▼

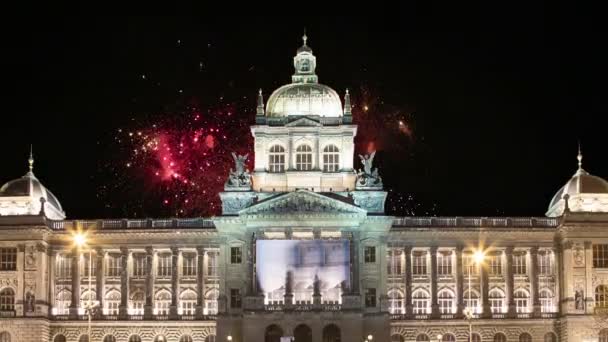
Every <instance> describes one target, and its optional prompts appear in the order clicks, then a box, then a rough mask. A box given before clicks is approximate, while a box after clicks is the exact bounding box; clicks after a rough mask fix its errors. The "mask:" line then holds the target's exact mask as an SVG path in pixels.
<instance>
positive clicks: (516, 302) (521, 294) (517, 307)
mask: <svg viewBox="0 0 608 342" xmlns="http://www.w3.org/2000/svg"><path fill="white" fill-rule="evenodd" d="M513 297H515V311H516V312H517V313H526V312H529V311H528V301H529V299H530V296H529V295H528V291H526V290H521V289H520V290H517V291H515V293H514V294H513Z"/></svg>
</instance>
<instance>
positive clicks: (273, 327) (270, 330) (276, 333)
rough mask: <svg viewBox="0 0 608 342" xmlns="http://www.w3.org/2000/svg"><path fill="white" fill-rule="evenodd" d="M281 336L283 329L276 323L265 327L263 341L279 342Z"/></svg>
mask: <svg viewBox="0 0 608 342" xmlns="http://www.w3.org/2000/svg"><path fill="white" fill-rule="evenodd" d="M281 337H283V329H281V327H279V326H278V325H276V324H273V325H269V326H268V327H266V332H265V333H264V342H281Z"/></svg>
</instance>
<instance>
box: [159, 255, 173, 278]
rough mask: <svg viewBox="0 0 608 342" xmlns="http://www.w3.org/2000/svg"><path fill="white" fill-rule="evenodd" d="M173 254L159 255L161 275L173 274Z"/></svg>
mask: <svg viewBox="0 0 608 342" xmlns="http://www.w3.org/2000/svg"><path fill="white" fill-rule="evenodd" d="M171 258H172V256H171V254H161V255H159V256H158V265H157V275H158V276H159V277H169V276H171Z"/></svg>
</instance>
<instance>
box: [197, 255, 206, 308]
mask: <svg viewBox="0 0 608 342" xmlns="http://www.w3.org/2000/svg"><path fill="white" fill-rule="evenodd" d="M196 252H197V253H198V254H197V256H196V257H197V260H196V292H197V296H196V315H197V316H198V317H199V318H200V317H202V316H203V309H204V307H205V303H204V302H203V298H205V293H204V291H205V278H204V274H205V268H204V265H205V249H204V248H203V247H198V248H197V249H196Z"/></svg>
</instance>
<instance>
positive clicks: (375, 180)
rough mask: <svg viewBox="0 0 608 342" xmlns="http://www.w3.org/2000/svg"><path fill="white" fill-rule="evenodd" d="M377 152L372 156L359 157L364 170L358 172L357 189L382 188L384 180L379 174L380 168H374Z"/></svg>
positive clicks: (357, 179)
mask: <svg viewBox="0 0 608 342" xmlns="http://www.w3.org/2000/svg"><path fill="white" fill-rule="evenodd" d="M375 156H376V151H373V152H372V153H371V154H366V155H364V156H363V155H359V159H361V164H363V169H359V170H357V187H358V188H365V187H369V188H381V187H382V178H381V177H380V175H379V174H378V168H375V169H374V168H373V162H374V157H375Z"/></svg>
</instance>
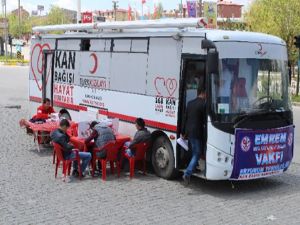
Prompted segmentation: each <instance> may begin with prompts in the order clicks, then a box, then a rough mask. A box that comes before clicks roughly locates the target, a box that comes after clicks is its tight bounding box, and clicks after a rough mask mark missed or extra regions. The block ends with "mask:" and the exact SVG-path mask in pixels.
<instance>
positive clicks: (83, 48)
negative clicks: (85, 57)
mask: <svg viewBox="0 0 300 225" xmlns="http://www.w3.org/2000/svg"><path fill="white" fill-rule="evenodd" d="M90 47H91V43H90V39H82V40H81V43H80V50H81V51H89V50H90Z"/></svg>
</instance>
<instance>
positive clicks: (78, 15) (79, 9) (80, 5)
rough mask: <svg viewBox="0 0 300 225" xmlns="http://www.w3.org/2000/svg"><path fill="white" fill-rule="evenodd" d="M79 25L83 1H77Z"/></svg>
mask: <svg viewBox="0 0 300 225" xmlns="http://www.w3.org/2000/svg"><path fill="white" fill-rule="evenodd" d="M77 23H81V0H77Z"/></svg>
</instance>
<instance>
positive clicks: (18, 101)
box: [0, 66, 300, 225]
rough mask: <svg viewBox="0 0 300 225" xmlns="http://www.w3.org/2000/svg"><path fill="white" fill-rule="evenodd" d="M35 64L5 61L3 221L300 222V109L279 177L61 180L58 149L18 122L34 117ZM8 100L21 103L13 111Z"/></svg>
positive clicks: (58, 223) (14, 104)
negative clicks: (20, 64)
mask: <svg viewBox="0 0 300 225" xmlns="http://www.w3.org/2000/svg"><path fill="white" fill-rule="evenodd" d="M27 88H28V67H2V66H0V124H1V131H0V143H1V148H0V149H1V150H0V224H1V225H2V224H3V225H10V224H18V225H19V224H34V225H35V224H63V225H65V224H80V225H82V224H122V225H123V224H138V225H143V224H155V225H156V224H162V225H169V224H172V225H177V224H178V225H181V224H189V225H192V224H195V225H218V224H220V225H258V224H259V225H285V224H288V225H299V224H300V210H299V202H300V188H299V187H300V164H299V163H300V160H299V159H300V155H299V154H298V149H299V147H298V146H299V144H300V143H299V132H298V125H300V115H299V111H300V108H297V107H295V108H294V112H295V114H294V117H295V124H296V132H295V158H294V163H292V165H291V167H290V168H289V170H288V171H287V172H286V173H285V174H283V175H279V176H274V177H270V178H266V179H259V180H253V181H247V182H234V183H233V184H234V188H233V187H232V183H231V182H229V181H218V182H215V181H205V180H202V179H199V178H192V183H191V185H190V186H189V187H187V188H186V187H184V186H183V185H182V183H181V180H180V179H178V180H173V181H167V180H164V179H160V178H158V177H156V176H155V175H153V174H148V175H146V176H143V175H141V174H136V176H135V178H134V179H133V180H129V178H128V176H125V175H124V174H122V175H121V177H120V178H117V177H115V176H113V175H110V174H108V180H107V181H106V182H102V181H101V180H100V179H99V178H95V179H92V178H91V177H86V178H84V179H83V180H82V181H78V180H75V181H73V182H71V183H64V182H62V181H61V180H60V179H55V178H54V166H53V165H52V150H50V149H45V150H42V151H41V152H40V153H38V152H37V150H36V145H35V144H34V143H33V139H32V137H30V136H28V135H26V134H25V132H24V130H21V129H20V128H19V126H18V120H19V119H20V118H22V117H25V118H26V117H28V111H29V107H28V101H27V99H28V97H27V96H28V94H27ZM6 105H21V106H22V108H21V109H8V108H5V107H4V106H6Z"/></svg>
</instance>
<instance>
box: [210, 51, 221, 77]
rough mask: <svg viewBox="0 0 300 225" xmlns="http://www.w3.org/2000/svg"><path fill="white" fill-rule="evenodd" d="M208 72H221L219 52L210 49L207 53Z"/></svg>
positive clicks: (210, 72)
mask: <svg viewBox="0 0 300 225" xmlns="http://www.w3.org/2000/svg"><path fill="white" fill-rule="evenodd" d="M207 72H208V74H212V73H214V74H219V52H217V51H209V52H208V53H207Z"/></svg>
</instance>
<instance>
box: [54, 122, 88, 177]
mask: <svg viewBox="0 0 300 225" xmlns="http://www.w3.org/2000/svg"><path fill="white" fill-rule="evenodd" d="M69 127H70V123H69V121H68V120H66V119H62V120H61V121H60V124H59V128H58V129H56V130H54V131H53V132H52V133H51V134H50V137H51V140H52V141H54V142H55V143H57V144H59V145H61V147H62V148H63V157H64V159H72V158H75V156H76V155H75V152H74V151H73V149H74V146H73V145H71V144H69V142H70V137H69V135H68V134H67V130H68V128H69ZM79 157H80V159H81V160H82V163H81V172H82V173H84V171H85V170H86V168H87V166H88V164H89V162H90V161H91V158H92V155H91V153H89V152H79ZM73 168H74V170H73V172H72V175H73V176H78V175H79V173H78V165H77V162H76V161H75V162H74V163H73Z"/></svg>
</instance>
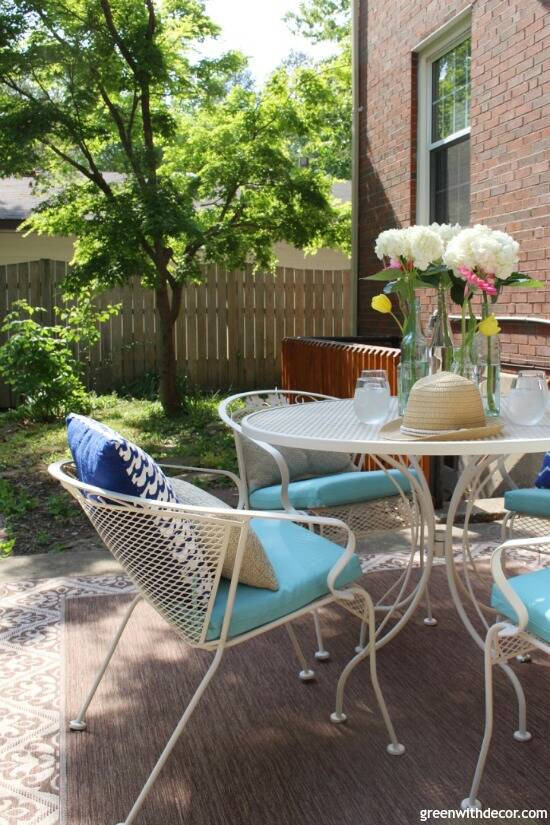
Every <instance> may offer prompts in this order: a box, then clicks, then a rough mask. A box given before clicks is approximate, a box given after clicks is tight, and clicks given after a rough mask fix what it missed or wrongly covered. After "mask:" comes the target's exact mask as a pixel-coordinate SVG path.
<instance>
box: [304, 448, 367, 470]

▲

* [EXERCISE DESCRIPTION] Pick out each line in the data above that contains the word "positive", and copy those lines.

* [WRITTEN ANSWER]
positive clicks: (516, 302) (521, 294) (517, 307)
positive clicks: (273, 327) (270, 330) (276, 333)
positive clicks: (375, 180)
positive clicks: (357, 179)
positive clicks: (83, 48)
positive clicks: (78, 15) (79, 9) (80, 5)
positive clicks: (18, 101)
positive clicks: (58, 223) (14, 104)
positive clicks: (210, 72)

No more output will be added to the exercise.